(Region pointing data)
[Start of section]
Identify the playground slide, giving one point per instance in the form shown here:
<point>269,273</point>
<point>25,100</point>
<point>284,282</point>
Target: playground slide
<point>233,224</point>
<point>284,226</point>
[End of section]
**What is required**
Line by line, reproduce the data exactly.

**Response for this exercise**
Identify the playground slide, giving one point per instance in the form shown here:
<point>269,273</point>
<point>25,100</point>
<point>284,282</point>
Target: playground slide
<point>233,224</point>
<point>284,226</point>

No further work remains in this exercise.